* **GIVEN PROBLEM**:
Copy out the data below as written; omit any images.

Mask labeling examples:

§

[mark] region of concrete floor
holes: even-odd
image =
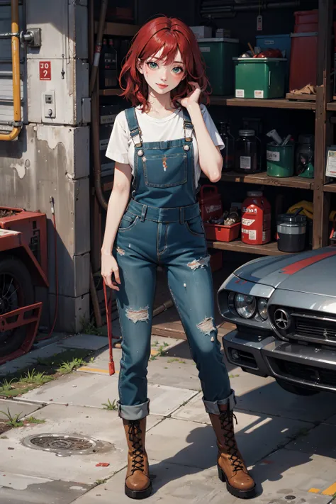
[[[108,350],[98,337],[75,337],[61,343],[96,349],[89,364],[14,401],[0,401],[0,411],[9,408],[45,420],[0,435],[1,504],[130,502],[123,493],[122,423],[116,411],[103,409],[108,399],[117,398],[119,368],[108,376]],[[167,354],[155,357],[164,342],[170,345]],[[41,350],[48,353],[45,347]],[[120,355],[115,349],[116,363]],[[217,477],[215,437],[186,342],[154,337],[152,355],[147,448],[154,492],[147,501],[237,504]],[[297,397],[271,379],[228,368],[238,398],[237,438],[258,485],[253,502],[330,502],[336,493],[335,396]],[[23,444],[27,437],[61,433],[88,436],[101,446],[94,453],[60,457]],[[108,465],[97,466],[100,463]]]

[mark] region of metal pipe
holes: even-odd
[[[13,33],[19,33],[18,19],[18,0],[11,0],[11,30]],[[11,58],[13,69],[13,102],[14,108],[13,123],[16,125],[14,125],[12,130],[9,133],[0,133],[0,140],[6,140],[7,142],[17,138],[22,129],[20,43],[16,36],[12,36],[11,38]]]
[[[94,0],[90,0],[90,12],[93,12],[93,1]],[[97,54],[98,57],[100,55],[100,49],[101,48],[101,41],[103,40],[103,27],[105,24],[105,18],[106,17],[106,9],[107,9],[107,0],[103,0],[101,6],[101,13],[99,16],[99,27],[98,29],[97,39],[96,42],[96,50],[94,55],[94,59],[91,66],[91,74],[90,79],[90,89],[92,85],[92,89],[91,89],[91,132],[92,132],[92,151],[94,154],[94,191],[96,193],[96,197],[99,202],[99,204],[104,208],[107,210],[108,203],[104,198],[103,190],[101,189],[101,155],[99,150],[99,79],[96,79],[98,73],[98,65],[95,66],[95,62],[96,62]],[[93,16],[93,14],[92,14]],[[91,20],[89,21],[89,23]],[[100,38],[99,38],[100,36]],[[99,47],[100,40],[100,48]],[[91,38],[93,42],[93,37]],[[91,55],[92,55],[93,51],[90,50]],[[98,64],[99,61],[98,60]],[[94,74],[94,72],[95,74]],[[93,84],[92,84],[93,83]]]
[[[22,0],[19,0],[18,5],[22,5]],[[0,7],[10,7],[11,6],[11,0],[0,0]]]
[[[263,2],[260,5],[260,9],[265,11],[271,9],[286,9],[287,7],[298,7],[301,0],[290,0],[289,1],[279,1],[274,3]],[[218,7],[202,7],[201,9],[201,14],[230,13],[230,12],[243,12],[248,11],[259,11],[259,4],[253,4],[250,5],[228,5]]]
[[[0,38],[11,38],[12,37],[20,37],[20,33],[11,31],[7,33],[0,33]]]
[[[103,37],[105,27],[105,20],[106,18],[108,3],[108,0],[102,0],[101,2],[99,23],[98,25],[97,38],[96,39],[96,50],[94,52],[92,67],[91,69],[90,85],[89,86],[89,93],[90,96],[93,93],[96,79],[97,77],[98,69],[99,68],[99,60],[101,57],[101,45],[103,43]]]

§

* **RESULT FOR THIS TASK**:
[mark] region of concrete floor
holes: even-odd
image =
[[[108,350],[98,337],[75,337],[61,343],[96,349],[89,364],[14,401],[0,401],[0,411],[9,408],[45,420],[0,435],[1,504],[130,502],[123,493],[122,423],[116,411],[103,409],[108,399],[117,398],[119,368],[108,376]],[[167,354],[155,357],[164,342],[170,345]],[[41,350],[48,353],[45,347]],[[120,355],[115,349],[116,363]],[[217,477],[215,437],[186,342],[154,337],[152,355],[147,448],[154,492],[147,501],[237,504]],[[297,397],[271,379],[228,368],[238,398],[237,438],[258,485],[253,502],[330,502],[336,493],[335,396]],[[23,444],[27,437],[61,433],[88,436],[101,446],[94,453],[60,457]],[[108,465],[97,466],[100,463]]]

[mark] region of metal pipe
holes: even-odd
[[[13,33],[19,33],[18,19],[18,0],[11,0],[11,30]],[[11,58],[13,69],[13,102],[14,108],[13,123],[16,125],[14,125],[12,130],[9,133],[0,133],[0,140],[6,140],[7,142],[17,138],[22,129],[20,43],[16,36],[12,36],[11,38]]]
[[[94,0],[90,0],[90,12],[93,12],[93,1]],[[97,54],[98,57],[100,55],[100,49],[101,48],[101,41],[103,40],[103,27],[105,24],[105,18],[106,17],[106,9],[107,9],[107,0],[103,0],[101,6],[101,13],[99,16],[99,27],[98,29],[97,39],[96,42],[96,50],[94,55],[94,59],[91,66],[91,74],[90,79],[90,89],[92,85],[92,89],[91,89],[91,132],[92,132],[92,151],[94,154],[94,191],[96,193],[96,197],[99,202],[99,204],[104,208],[107,210],[108,203],[104,198],[103,190],[101,189],[101,155],[99,150],[99,79],[96,79],[98,73],[98,65],[95,66],[95,62],[96,62]],[[93,16],[93,14],[92,14]],[[91,20],[89,21],[89,23]],[[100,38],[99,38],[100,36]],[[99,47],[100,40],[100,48]],[[91,38],[93,42],[93,37]],[[91,55],[92,55],[93,51],[90,50]],[[98,64],[99,61],[98,60]],[[94,74],[94,72],[95,74]],[[93,84],[92,84],[93,83]]]
[[[22,0],[19,0],[18,5],[22,5]],[[0,7],[10,7],[11,6],[11,0],[0,0]]]
[[[263,2],[260,5],[260,9],[265,11],[271,9],[286,9],[287,7],[298,7],[301,0],[290,0],[289,1],[279,1],[274,3]],[[218,7],[202,7],[201,9],[201,14],[230,13],[230,12],[243,12],[248,11],[259,11],[259,4],[253,4],[250,5],[228,5]]]
[[[0,38],[11,38],[12,37],[20,37],[20,33],[11,31],[7,33],[0,33]]]
[[[103,37],[105,27],[105,20],[106,18],[108,3],[108,0],[102,0],[101,2],[99,23],[98,25],[97,38],[96,39],[96,50],[94,52],[92,67],[91,69],[90,85],[89,86],[89,93],[90,96],[93,93],[96,79],[97,77],[98,69],[99,68],[99,60],[101,57],[101,45],[103,43]]]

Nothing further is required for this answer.